Stored items from a collection:
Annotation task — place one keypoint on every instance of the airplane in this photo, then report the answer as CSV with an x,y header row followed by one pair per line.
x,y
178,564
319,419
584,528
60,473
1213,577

§ **AIM**
Output the listing above without altering a single character.

§ **OUTPUT OF THE EXERCISE**
Annotation task — place one keypoint on every instance of the airplane in this photo, then report the answer as CSV with an x,y header row followed by one pair per line.
x,y
178,564
319,419
584,528
60,473
1213,577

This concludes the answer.